-- START Data in this exercise --

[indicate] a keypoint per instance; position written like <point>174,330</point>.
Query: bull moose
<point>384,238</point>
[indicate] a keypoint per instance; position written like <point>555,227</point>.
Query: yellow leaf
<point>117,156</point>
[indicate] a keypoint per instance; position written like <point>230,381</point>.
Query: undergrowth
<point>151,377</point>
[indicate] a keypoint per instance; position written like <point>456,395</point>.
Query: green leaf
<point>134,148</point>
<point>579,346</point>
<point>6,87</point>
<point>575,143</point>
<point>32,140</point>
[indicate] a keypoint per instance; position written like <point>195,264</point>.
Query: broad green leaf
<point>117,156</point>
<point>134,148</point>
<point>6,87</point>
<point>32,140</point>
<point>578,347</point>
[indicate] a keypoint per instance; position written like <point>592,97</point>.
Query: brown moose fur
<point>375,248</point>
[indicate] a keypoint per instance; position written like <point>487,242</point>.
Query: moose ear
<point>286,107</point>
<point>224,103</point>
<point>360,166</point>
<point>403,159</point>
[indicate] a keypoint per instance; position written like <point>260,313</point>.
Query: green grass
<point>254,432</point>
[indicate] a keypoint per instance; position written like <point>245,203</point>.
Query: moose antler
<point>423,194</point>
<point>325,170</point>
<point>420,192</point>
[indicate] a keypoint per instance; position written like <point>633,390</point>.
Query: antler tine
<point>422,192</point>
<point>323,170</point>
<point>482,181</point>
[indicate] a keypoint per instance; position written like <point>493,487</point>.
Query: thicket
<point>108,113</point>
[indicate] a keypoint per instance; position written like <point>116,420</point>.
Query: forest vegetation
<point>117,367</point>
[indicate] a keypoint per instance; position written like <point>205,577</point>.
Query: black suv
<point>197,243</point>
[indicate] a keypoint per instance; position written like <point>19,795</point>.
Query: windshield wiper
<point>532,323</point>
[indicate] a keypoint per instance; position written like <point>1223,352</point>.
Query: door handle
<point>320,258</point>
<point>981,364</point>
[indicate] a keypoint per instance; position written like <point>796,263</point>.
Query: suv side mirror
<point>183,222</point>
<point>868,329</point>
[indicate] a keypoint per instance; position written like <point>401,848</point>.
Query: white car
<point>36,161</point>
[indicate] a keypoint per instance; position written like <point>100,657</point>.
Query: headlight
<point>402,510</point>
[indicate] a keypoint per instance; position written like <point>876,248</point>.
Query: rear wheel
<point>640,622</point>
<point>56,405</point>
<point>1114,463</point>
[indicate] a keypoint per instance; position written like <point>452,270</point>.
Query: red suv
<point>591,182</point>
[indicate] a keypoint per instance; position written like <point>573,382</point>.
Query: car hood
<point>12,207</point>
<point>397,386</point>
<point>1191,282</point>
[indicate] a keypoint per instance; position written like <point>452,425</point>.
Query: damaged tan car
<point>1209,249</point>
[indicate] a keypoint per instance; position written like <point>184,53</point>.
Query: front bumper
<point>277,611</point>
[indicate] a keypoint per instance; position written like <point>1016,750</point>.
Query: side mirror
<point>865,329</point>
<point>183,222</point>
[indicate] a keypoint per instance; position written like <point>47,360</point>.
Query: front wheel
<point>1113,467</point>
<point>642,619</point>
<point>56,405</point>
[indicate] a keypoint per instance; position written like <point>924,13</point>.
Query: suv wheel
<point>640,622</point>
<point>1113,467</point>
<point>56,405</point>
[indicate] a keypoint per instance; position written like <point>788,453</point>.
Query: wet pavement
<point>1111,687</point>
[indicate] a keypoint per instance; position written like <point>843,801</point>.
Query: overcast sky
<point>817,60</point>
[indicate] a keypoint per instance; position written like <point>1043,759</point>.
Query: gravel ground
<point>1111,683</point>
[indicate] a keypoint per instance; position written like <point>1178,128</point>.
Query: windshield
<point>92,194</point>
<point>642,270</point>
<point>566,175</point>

-- END Data in this exercise --

Problem requirements » Nothing should be changed: write out all of the data as is.

Reply to the exercise »
[indicate] a keypoint per instance; position written like <point>174,330</point>.
Query: bull moose
<point>384,238</point>
[indicate] a keypoint per instance; position written like <point>555,227</point>.
Query: yellow leaf
<point>117,156</point>
[indicate] a keypoint per instance; position written like <point>230,381</point>.
Query: undergrowth
<point>151,377</point>
[indicate] a keypoint per instance; position written like <point>456,395</point>.
Query: green leaf
<point>134,148</point>
<point>579,346</point>
<point>6,87</point>
<point>575,143</point>
<point>32,140</point>
[indicate] a keypoint per instance; position written like <point>195,264</point>.
Query: broad green leaf
<point>117,156</point>
<point>134,148</point>
<point>6,87</point>
<point>32,140</point>
<point>578,347</point>
[indicate] a keypoint per instance; position written like <point>592,97</point>.
Query: brown moose fur
<point>375,248</point>
[indicate] a keypoint per instance; position written like <point>487,242</point>.
Query: moose ear
<point>286,107</point>
<point>224,103</point>
<point>360,166</point>
<point>403,159</point>
[indicate] a keypoint per instance; position written like <point>260,313</point>.
Query: green grass
<point>254,432</point>
[indicate] a keypoint per instance; position written like <point>245,203</point>.
Query: moose antler
<point>423,194</point>
<point>325,170</point>
<point>420,192</point>
[indicate] a keypoint per instance; position written like <point>633,390</point>.
Query: antler tine
<point>422,192</point>
<point>323,170</point>
<point>482,181</point>
[indicate] a keypoint per instance; position written like <point>493,487</point>.
Query: thicket
<point>108,113</point>
[indicate] a keypoint per instance; position written like <point>116,420</point>.
Query: forest vegetation
<point>117,367</point>
[indicate] a keypoint per instance; position written like <point>205,577</point>.
Query: black suv
<point>197,243</point>
[indicate] a keypoint per instance; position written like <point>19,795</point>.
Query: windshield wiper
<point>532,323</point>
[indicate] a keypoint per instance; position written like <point>1223,352</point>.
Query: door handle
<point>320,258</point>
<point>981,364</point>
[indicate] a keypoint per instance; position written like <point>796,263</point>.
Query: suv side mirror
<point>183,222</point>
<point>868,329</point>
[indicate] a keypoint per instance; position written like <point>401,848</point>.
Query: white car
<point>36,161</point>
[indicate] a keypoint per instance; position written like <point>100,657</point>.
Query: headlight
<point>402,510</point>
[indicate] a keypoint per instance; position written like <point>876,248</point>.
Query: rear wheel
<point>640,622</point>
<point>56,405</point>
<point>1114,463</point>
[indicate] a keypoint per instance; position written like <point>452,270</point>.
Query: red suv
<point>591,182</point>
[indicate] a keypoint per instance; position written like <point>573,382</point>.
Query: car hood
<point>12,207</point>
<point>397,386</point>
<point>1191,282</point>
[indicate] a keypoint per instance; position written like <point>452,425</point>.
Query: damaged tan car
<point>1209,249</point>
[indicate] a keypoint per instance; position written like <point>184,53</point>.
Query: front bumper
<point>277,611</point>
[indicate] a keypoint per instance; position written like <point>1016,750</point>.
Query: side mirror
<point>865,329</point>
<point>183,222</point>
[indicate] a keypoint per instance; position written like <point>47,360</point>.
Query: front wheel
<point>1113,467</point>
<point>642,619</point>
<point>56,405</point>
[indicate] a keypoint per instance; position written like <point>924,13</point>.
Query: suv wheel
<point>640,622</point>
<point>1113,467</point>
<point>56,405</point>
[indicate] a keypoint per instance; position written like <point>788,453</point>.
Query: wet pavement
<point>1111,687</point>
[indicate] a keypoint per instance; position written like <point>843,801</point>.
Query: overcast sky
<point>817,60</point>
[indicate] a keypoint per instance; position written like <point>1043,759</point>.
Query: gravel ground
<point>1111,683</point>
[indicate] a keypoint per instance; position written like <point>1178,128</point>.
Query: windshield
<point>92,194</point>
<point>642,270</point>
<point>566,175</point>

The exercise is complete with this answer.